*** Texte fourni ***

Il n’y a aucun sentiment d’urgence. Nos dirigeants ne se comportent pas comme si nous étions en situation d’urgence. En cas d’urgence, vous changez de comportement. S’il y a un enfant au milieu de la route et que les voitures arrivent à toute vitesse, vous ne détournez pas le regard car c’est trop inconfortable. Vous sortez immédiatement et sauvez cet enfant.
Et sans ce sentiment d’urgence, comment pouvons-nous, nous le peuple, comprendre que nous sommes confrontés à une véritable crise? Et si les gens ne sont pas pleinement conscients de ce qui se passe, ils ne feront pas pression sur les personnes au pouvoir pour qu’elles agissent. Et sans pression du peuple, nos dirigeants peuvent s’en tirer sans rien faire. C’est là où nous en sommes maintenant. Et ça tourne en rond.
Dans seulement trois semaines, nous entrerons dans une nouvelle décennie, une décennie qui définira notre avenir. À l’heure actuelle, nous recherchons désespérément tout signe d’espoir.
Eh bien, je vous dis qu’il y a de l’espoir. Je l’ai vu. Mais cela ne vient pas des gouvernements ou des entreprises. Cela vient des gens, des gens qui n’étaient pas au courant mais qui commencent maintenant à se réveiller. Et une fois que nous prenons conscience, nous changeons. Les gens peuvent changer. Les gens sont prêts pour le changement.

*** Entrées enregistrées ***

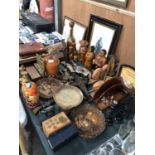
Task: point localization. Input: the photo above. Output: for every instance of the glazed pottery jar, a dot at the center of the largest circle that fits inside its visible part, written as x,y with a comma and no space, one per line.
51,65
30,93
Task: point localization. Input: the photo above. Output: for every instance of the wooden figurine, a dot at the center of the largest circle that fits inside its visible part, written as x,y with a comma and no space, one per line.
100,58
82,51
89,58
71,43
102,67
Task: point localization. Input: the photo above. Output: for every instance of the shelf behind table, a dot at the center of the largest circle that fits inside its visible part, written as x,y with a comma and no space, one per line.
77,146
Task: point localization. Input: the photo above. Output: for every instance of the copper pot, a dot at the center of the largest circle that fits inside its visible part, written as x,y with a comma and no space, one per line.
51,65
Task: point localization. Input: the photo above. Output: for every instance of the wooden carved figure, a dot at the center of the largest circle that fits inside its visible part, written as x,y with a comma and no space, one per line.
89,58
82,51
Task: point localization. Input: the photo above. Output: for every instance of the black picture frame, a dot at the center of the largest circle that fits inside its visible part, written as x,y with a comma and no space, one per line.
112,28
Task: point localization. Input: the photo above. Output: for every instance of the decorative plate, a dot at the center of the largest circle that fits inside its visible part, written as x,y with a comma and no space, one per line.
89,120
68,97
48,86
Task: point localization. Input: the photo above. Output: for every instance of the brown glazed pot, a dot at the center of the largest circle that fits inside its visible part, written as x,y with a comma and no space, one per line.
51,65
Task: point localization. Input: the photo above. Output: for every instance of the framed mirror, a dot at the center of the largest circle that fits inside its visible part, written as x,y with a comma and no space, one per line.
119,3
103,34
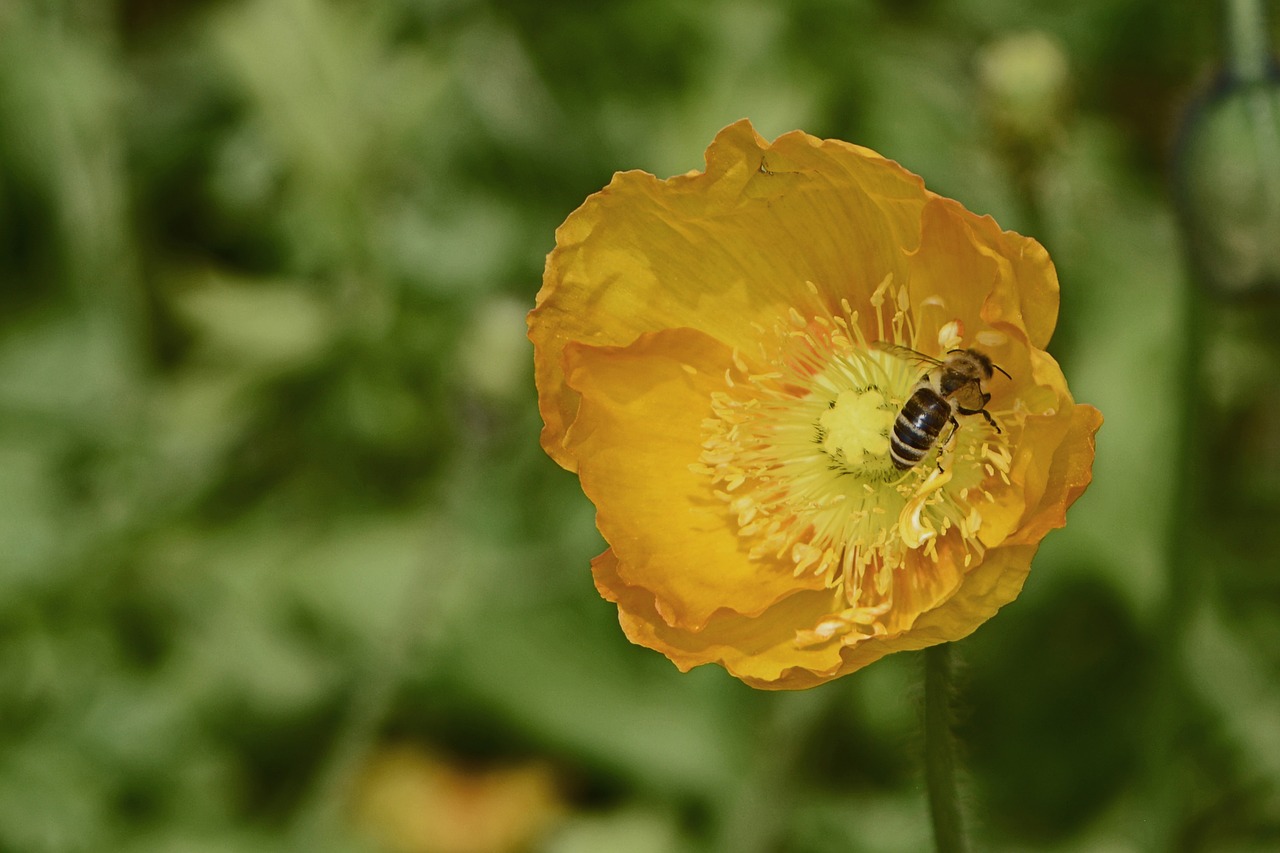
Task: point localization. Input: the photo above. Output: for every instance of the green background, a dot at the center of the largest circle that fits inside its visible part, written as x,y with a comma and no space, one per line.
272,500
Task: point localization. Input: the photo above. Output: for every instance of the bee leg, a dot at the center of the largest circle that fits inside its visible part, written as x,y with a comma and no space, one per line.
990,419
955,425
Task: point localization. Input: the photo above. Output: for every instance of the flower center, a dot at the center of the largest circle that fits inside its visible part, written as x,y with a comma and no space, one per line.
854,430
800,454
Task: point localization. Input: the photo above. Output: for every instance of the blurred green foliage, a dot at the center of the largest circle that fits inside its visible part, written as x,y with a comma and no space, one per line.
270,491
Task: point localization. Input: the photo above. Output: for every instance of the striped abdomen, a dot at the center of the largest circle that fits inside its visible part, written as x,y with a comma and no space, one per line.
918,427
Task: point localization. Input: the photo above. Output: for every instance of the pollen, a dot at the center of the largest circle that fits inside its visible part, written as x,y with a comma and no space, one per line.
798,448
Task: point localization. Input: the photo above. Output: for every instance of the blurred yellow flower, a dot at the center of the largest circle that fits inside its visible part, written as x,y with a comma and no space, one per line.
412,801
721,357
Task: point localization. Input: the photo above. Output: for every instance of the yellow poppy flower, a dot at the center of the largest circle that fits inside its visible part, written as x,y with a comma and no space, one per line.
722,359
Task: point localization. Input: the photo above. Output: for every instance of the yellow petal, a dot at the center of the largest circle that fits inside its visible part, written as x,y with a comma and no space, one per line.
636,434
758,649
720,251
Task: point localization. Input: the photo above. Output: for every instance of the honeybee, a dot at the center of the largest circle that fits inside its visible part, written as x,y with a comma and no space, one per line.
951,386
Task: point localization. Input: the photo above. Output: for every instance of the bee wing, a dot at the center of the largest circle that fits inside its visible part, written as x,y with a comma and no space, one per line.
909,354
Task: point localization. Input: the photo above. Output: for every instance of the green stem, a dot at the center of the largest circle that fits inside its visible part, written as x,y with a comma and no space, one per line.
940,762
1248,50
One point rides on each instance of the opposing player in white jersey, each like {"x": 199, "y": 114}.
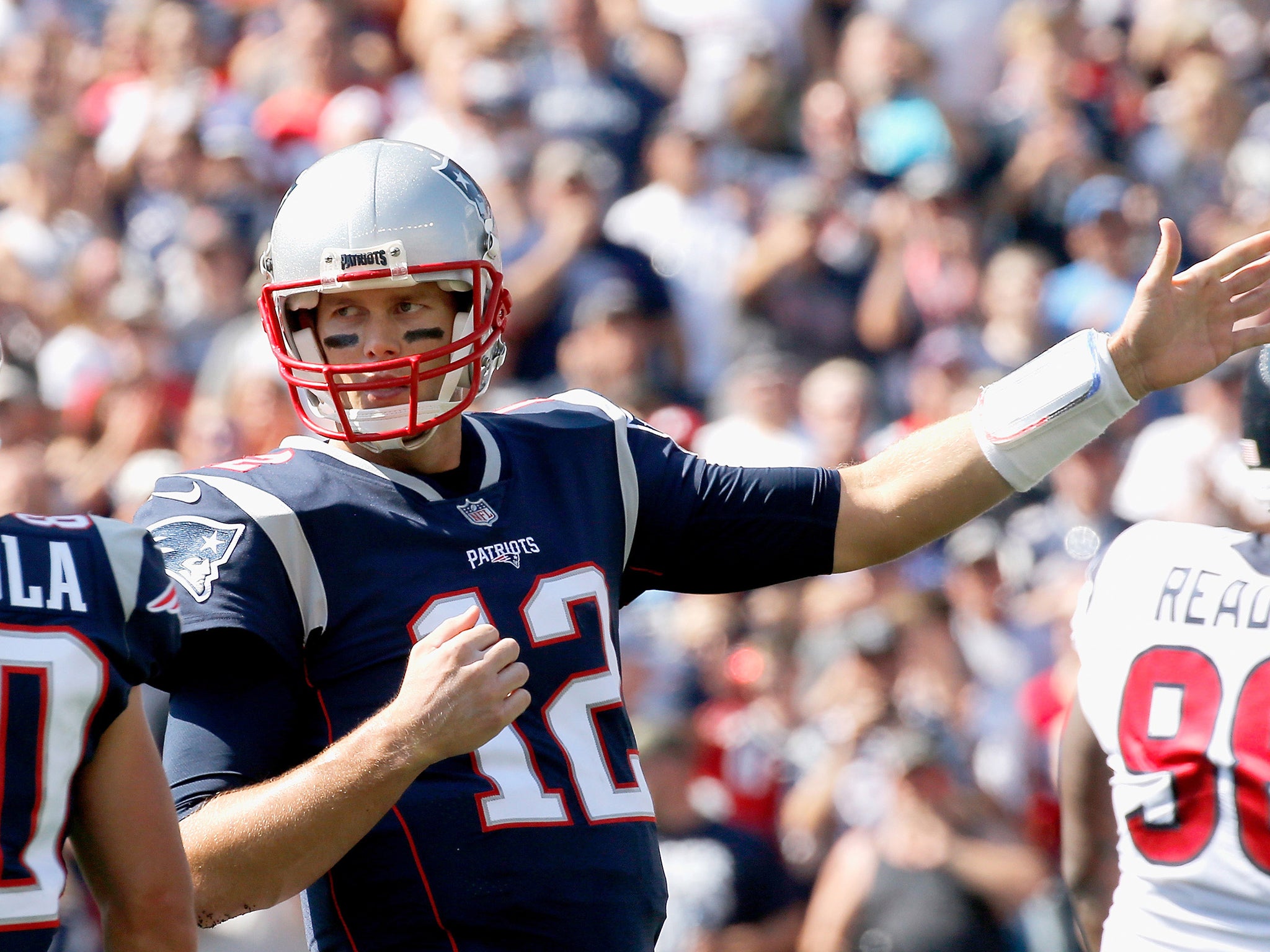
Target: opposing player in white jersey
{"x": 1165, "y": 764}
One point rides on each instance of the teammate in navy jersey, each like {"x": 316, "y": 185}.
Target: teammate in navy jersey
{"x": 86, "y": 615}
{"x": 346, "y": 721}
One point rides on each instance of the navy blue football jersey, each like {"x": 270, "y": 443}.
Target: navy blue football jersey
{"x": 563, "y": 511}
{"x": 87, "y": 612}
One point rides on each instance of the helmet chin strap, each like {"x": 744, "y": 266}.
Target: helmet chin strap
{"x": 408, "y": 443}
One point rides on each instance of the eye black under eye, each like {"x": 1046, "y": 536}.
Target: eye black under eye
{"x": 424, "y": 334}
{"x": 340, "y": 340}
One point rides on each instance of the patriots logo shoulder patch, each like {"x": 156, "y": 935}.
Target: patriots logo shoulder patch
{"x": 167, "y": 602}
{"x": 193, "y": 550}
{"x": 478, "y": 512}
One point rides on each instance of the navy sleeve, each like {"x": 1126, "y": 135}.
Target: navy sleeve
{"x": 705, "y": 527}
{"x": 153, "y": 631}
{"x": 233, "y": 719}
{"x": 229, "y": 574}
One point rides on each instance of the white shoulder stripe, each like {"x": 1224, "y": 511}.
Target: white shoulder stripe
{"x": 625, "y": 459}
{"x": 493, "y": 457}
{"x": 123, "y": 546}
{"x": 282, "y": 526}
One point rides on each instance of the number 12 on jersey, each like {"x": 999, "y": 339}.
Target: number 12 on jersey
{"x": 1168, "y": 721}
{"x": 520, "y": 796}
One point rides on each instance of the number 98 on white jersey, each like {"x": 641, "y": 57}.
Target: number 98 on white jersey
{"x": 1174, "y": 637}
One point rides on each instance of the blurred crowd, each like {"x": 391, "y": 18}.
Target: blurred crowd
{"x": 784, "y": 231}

***

**Tâche 1**
Indiquez si chacune des affirmations suivantes concorde avec le texte fourni, en répondant par oui ou non et en citant fidèlement les mots qui tranchent. (a) Les dirigeants agissent comme s'il y avait une situation d'urgence. (b) L'espoir vient des gens. (c) Une nouvelle décennie commencera dans trois semaines.
**Tâche 2**
D'après le texte fourni, que peuvent faire les dirigeants en l'absence de pression du peuple ? Répondez en une phrase, s'il vous plaît.
**Tâche 3**
Reproduisez à l'identique le passage du texte fourni qui va de « Il n’y a aucun » jusqu'à « tourne en rond. ».

**Réponse complète 1**
(a) Non : « Nos dirigeants ne se comportent pas comme si nous étions en situation d’urgence. »
(b) Oui : « Cela vient des gens »
(c) Oui : « Dans seulement trois semaines, nous entrerons dans une nouvelle décennie »

**Réponse complète 2**
Ils peuvent s'en tirer sans rien faire.

**Réponse complète 3**
Il n’y a aucun sentiment d’urgence. Nos dirigeants ne se comportent pas comme si nous étions en situation d’urgence. En cas d’urgence, vous changez de comportement. S’il y a un enfant au milieu de la route et que les voitures arrivent à toute vitesse, vous ne détournez pas le regard car c’est trop inconfortable. Vous sortez immédiatement et sauvez cet enfant.
Et sans ce sentiment d’urgence, comment pouvons-nous, nous le peuple, comprendre que nous sommes confrontés à une véritable crise? Et si les gens ne sont pas pleinement conscients de ce qui se passe, ils ne feront pas pression sur les personnes au pouvoir pour qu’elles agissent. Et sans pression du peuple, nos dirigeants peuvent s’en tirer sans rien faire. C’est là où nous en sommes maintenant. Et ça tourne en rond.